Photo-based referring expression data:
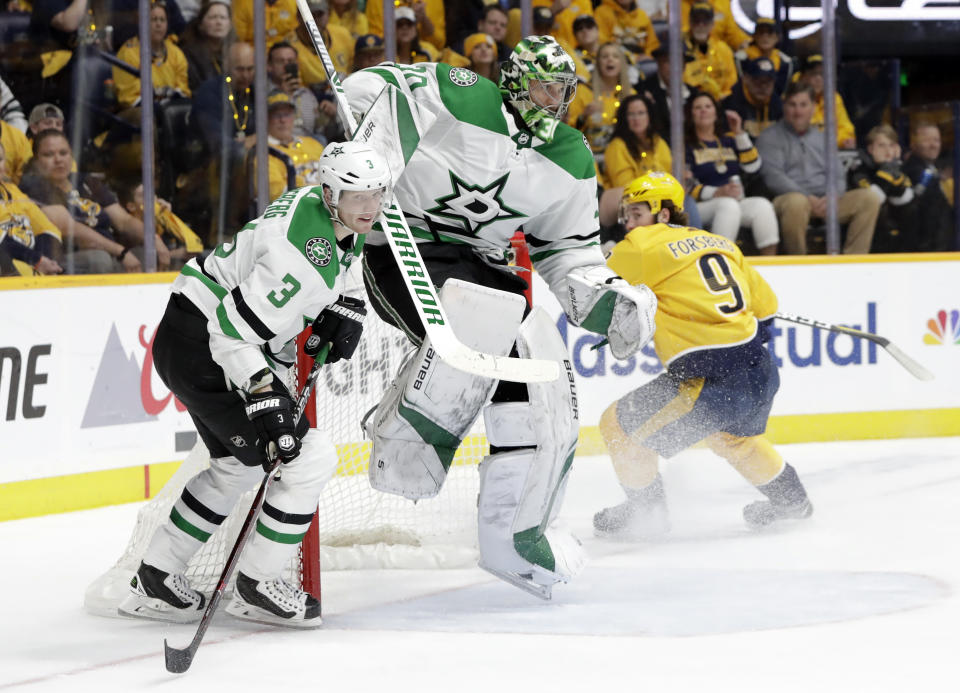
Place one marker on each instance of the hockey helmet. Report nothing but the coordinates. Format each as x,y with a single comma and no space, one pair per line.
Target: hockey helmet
353,166
654,188
539,79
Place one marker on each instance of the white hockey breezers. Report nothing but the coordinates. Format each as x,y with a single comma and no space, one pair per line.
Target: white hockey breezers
431,405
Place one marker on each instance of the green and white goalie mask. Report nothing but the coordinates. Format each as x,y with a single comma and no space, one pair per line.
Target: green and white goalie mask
356,181
540,80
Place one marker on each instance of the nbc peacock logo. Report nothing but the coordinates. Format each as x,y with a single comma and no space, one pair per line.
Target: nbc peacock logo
944,329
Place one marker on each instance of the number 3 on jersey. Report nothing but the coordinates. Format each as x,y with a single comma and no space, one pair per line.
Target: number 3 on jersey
290,287
719,279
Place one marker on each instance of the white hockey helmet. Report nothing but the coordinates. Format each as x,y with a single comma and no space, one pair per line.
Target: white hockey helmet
353,166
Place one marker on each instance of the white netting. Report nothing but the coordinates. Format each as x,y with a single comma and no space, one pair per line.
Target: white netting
358,527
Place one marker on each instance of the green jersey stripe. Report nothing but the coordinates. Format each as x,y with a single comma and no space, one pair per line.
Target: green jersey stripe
186,527
279,537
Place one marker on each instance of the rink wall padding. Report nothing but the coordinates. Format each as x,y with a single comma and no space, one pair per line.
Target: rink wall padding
86,422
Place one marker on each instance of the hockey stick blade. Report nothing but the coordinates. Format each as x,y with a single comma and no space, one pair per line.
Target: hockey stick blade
178,660
912,366
413,269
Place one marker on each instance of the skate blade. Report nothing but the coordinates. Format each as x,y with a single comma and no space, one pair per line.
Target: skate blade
537,590
248,612
134,606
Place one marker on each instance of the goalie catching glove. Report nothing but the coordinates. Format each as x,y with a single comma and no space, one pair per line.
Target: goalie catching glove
340,325
604,303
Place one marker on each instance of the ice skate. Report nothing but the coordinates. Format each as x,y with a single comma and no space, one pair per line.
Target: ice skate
787,501
274,602
162,596
643,515
761,514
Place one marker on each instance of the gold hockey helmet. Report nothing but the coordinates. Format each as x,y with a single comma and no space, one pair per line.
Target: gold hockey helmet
653,188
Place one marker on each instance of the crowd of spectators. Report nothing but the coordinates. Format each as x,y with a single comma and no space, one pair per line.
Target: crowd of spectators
755,159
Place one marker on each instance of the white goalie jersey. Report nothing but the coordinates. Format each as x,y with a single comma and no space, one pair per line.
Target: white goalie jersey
498,177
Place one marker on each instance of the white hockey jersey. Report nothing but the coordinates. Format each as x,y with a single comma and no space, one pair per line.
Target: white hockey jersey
259,292
475,177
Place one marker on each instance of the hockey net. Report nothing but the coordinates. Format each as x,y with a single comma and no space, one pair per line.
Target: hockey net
355,527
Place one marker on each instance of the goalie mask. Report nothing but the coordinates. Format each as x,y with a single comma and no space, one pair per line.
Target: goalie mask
354,167
653,188
539,79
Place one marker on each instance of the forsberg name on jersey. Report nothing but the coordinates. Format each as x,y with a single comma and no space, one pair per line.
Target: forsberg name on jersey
685,246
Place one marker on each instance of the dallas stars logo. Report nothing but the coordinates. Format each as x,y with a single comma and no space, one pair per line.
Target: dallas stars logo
474,206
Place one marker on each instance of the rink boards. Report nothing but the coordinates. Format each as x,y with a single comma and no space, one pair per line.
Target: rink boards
86,421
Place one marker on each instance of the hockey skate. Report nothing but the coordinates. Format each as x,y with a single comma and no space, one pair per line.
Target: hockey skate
762,514
274,602
787,501
162,596
643,515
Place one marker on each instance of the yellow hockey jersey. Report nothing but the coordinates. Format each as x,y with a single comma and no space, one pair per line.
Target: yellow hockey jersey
708,296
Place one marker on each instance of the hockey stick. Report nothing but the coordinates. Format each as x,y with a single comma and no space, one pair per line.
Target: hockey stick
179,660
916,370
415,276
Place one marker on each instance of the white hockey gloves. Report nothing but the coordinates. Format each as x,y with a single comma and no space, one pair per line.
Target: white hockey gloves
604,303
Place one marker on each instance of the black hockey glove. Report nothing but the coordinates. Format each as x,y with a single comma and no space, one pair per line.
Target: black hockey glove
339,324
271,413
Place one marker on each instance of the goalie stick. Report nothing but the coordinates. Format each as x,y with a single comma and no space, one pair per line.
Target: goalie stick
179,660
915,368
415,276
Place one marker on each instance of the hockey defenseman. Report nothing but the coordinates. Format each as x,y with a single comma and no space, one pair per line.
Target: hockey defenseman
486,160
714,310
222,346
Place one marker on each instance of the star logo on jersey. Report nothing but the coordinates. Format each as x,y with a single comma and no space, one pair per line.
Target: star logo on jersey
474,206
319,251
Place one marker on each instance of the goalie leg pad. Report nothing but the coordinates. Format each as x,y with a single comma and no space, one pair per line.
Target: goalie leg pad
532,559
430,407
289,507
206,501
522,490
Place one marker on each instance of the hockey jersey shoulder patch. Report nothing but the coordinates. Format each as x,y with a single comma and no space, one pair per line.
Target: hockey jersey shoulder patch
569,151
471,98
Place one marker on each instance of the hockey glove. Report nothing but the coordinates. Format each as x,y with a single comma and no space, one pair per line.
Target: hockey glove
604,303
339,324
271,413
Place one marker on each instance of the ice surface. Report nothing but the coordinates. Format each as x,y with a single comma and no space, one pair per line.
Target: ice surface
858,598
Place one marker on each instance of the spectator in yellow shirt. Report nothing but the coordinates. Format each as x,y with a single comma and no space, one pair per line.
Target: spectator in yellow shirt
281,20
725,28
565,13
635,147
713,68
812,74
17,147
293,160
368,51
594,110
428,15
622,21
336,38
169,71
411,48
344,13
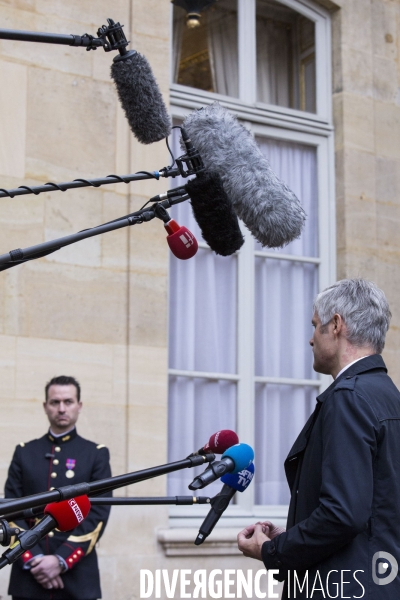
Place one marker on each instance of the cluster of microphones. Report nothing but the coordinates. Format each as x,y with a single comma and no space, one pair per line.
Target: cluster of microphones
71,504
232,178
235,469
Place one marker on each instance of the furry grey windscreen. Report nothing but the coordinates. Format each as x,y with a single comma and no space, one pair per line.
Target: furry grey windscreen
141,99
265,204
214,213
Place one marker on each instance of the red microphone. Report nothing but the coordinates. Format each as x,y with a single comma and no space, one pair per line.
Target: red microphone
65,515
218,443
69,513
181,241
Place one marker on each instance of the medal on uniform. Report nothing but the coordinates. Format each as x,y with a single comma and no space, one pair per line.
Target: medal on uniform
70,464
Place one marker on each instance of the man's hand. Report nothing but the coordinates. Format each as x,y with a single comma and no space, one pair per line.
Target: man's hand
272,530
46,570
251,539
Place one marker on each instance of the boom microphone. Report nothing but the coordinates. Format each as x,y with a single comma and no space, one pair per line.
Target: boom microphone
140,97
214,213
233,483
218,443
267,206
65,515
233,460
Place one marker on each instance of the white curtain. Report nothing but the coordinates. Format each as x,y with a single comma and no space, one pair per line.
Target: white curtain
283,310
202,337
178,26
223,51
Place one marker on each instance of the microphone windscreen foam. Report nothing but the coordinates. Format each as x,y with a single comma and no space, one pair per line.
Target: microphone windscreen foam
265,204
221,441
141,98
241,454
239,481
182,243
214,213
69,513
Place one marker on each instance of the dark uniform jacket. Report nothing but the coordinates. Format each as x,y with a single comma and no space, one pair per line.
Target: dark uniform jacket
344,475
38,466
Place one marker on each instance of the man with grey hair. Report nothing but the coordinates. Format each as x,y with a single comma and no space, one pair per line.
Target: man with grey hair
343,528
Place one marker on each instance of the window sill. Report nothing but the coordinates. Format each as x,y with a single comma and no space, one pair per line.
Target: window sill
180,542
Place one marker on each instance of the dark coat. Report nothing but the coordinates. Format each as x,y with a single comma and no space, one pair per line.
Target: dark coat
344,475
38,466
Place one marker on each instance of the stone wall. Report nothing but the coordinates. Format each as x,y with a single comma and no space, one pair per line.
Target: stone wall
366,90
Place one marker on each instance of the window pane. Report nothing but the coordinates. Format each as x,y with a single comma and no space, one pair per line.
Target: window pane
284,294
285,57
206,57
279,408
197,409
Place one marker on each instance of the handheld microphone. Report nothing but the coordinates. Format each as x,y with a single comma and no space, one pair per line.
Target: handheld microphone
65,515
214,213
140,97
181,241
218,443
266,205
233,482
233,460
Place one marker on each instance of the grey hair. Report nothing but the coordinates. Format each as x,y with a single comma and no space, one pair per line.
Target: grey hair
362,306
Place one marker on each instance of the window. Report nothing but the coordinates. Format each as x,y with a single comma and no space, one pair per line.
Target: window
239,326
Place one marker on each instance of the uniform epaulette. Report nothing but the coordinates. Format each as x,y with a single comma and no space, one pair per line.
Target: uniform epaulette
346,384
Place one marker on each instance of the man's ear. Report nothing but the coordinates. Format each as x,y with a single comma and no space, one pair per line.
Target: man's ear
338,323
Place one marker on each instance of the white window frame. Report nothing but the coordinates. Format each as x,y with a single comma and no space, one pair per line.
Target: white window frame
265,120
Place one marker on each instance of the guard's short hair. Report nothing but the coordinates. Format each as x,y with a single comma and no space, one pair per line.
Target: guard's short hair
64,380
362,306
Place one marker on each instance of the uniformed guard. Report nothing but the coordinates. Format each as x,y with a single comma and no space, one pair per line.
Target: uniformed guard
63,565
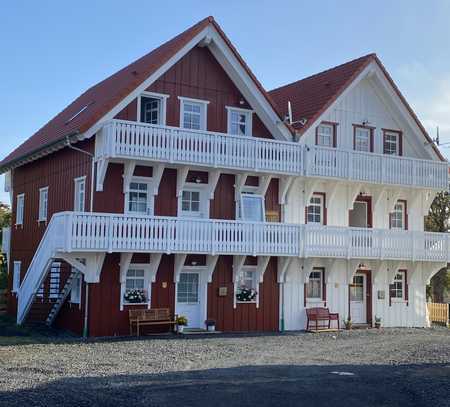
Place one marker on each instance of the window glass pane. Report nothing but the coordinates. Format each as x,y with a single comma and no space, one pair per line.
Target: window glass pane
252,208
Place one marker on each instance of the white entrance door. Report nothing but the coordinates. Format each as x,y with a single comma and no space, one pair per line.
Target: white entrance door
358,308
189,298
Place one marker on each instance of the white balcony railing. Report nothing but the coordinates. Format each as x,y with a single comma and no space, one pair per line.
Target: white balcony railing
140,141
127,233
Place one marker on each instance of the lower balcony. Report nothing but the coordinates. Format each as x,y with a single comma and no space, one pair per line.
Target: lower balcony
100,232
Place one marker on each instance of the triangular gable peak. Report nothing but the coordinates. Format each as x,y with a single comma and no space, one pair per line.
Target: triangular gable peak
87,114
371,97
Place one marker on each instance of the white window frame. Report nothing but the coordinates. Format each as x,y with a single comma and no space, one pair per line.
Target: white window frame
402,214
43,204
247,194
402,281
147,284
17,265
248,269
321,135
20,209
321,204
203,112
75,295
320,279
162,107
150,197
368,131
397,142
204,202
248,120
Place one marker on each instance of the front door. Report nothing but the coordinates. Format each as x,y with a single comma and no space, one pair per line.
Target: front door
189,298
358,306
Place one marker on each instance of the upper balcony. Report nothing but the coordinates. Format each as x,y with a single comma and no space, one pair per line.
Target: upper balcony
121,139
101,232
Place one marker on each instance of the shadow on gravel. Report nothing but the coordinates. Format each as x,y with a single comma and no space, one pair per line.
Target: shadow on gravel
268,385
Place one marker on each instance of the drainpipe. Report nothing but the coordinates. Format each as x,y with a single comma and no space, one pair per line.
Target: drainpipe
91,209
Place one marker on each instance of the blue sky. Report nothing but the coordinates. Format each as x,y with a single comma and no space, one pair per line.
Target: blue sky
52,51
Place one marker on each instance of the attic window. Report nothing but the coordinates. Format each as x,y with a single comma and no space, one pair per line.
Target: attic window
79,112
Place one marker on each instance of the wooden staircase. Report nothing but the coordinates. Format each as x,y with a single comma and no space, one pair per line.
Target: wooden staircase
62,297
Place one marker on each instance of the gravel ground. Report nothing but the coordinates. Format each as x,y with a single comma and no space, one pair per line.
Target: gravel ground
364,367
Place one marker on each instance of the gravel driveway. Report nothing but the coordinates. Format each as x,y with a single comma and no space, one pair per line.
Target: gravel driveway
390,367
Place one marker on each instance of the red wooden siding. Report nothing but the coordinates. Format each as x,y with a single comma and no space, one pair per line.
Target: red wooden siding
198,75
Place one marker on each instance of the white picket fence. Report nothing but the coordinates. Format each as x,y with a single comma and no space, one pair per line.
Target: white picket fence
133,140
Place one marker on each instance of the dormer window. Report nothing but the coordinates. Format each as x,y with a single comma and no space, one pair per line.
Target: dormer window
326,134
239,121
152,108
392,142
193,113
363,138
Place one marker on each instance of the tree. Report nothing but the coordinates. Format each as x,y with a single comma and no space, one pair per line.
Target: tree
438,220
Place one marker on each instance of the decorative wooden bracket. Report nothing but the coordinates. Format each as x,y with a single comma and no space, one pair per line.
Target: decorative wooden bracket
178,266
158,171
238,263
352,267
125,261
264,182
392,198
211,262
128,171
213,179
352,192
102,167
283,267
284,186
263,261
239,185
332,187
181,179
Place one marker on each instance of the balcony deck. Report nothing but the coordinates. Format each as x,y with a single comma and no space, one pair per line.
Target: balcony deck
100,232
121,139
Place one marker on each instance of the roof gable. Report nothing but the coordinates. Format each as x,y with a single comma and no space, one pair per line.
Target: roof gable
94,104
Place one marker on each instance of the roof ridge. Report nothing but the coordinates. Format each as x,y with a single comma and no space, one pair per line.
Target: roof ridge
367,56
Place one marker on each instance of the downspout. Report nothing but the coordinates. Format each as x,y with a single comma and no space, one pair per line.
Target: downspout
91,209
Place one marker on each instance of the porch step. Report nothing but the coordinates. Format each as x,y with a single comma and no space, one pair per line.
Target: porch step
61,297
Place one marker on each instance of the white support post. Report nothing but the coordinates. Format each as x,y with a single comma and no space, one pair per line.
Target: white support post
213,179
309,187
181,179
102,167
283,267
128,171
239,185
158,171
211,262
125,261
284,186
353,190
178,265
264,182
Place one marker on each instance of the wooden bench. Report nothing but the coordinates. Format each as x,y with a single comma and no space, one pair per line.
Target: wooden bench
320,314
155,316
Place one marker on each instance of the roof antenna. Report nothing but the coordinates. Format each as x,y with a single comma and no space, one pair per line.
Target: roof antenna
290,112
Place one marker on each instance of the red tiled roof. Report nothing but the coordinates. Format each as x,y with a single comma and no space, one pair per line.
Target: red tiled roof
101,98
311,96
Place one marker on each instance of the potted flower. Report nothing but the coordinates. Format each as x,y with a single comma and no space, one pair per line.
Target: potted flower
246,295
135,296
348,323
210,325
377,322
181,323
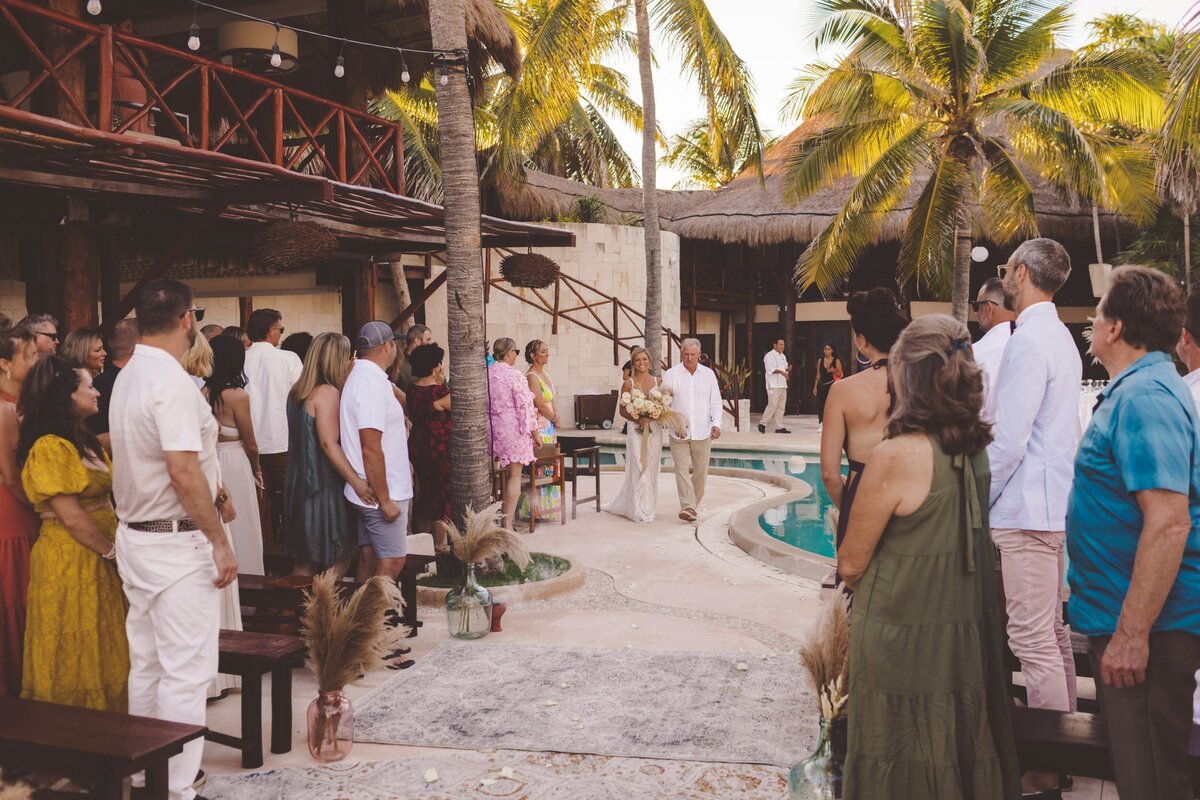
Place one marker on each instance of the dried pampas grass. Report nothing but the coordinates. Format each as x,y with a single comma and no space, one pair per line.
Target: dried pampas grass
826,653
347,638
481,539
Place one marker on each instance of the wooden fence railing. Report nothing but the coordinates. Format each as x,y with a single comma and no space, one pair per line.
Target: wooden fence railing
193,101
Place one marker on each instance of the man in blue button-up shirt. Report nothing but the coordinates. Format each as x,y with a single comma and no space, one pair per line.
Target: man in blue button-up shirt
1133,533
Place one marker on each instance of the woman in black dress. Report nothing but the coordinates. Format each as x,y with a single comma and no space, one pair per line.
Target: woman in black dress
828,371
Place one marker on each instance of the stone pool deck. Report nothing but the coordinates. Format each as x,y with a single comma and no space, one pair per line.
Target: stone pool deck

*What this task involves*
Your answer should be a single number: the count of lines above that contain the word "pool".

*Solution to this problem*
2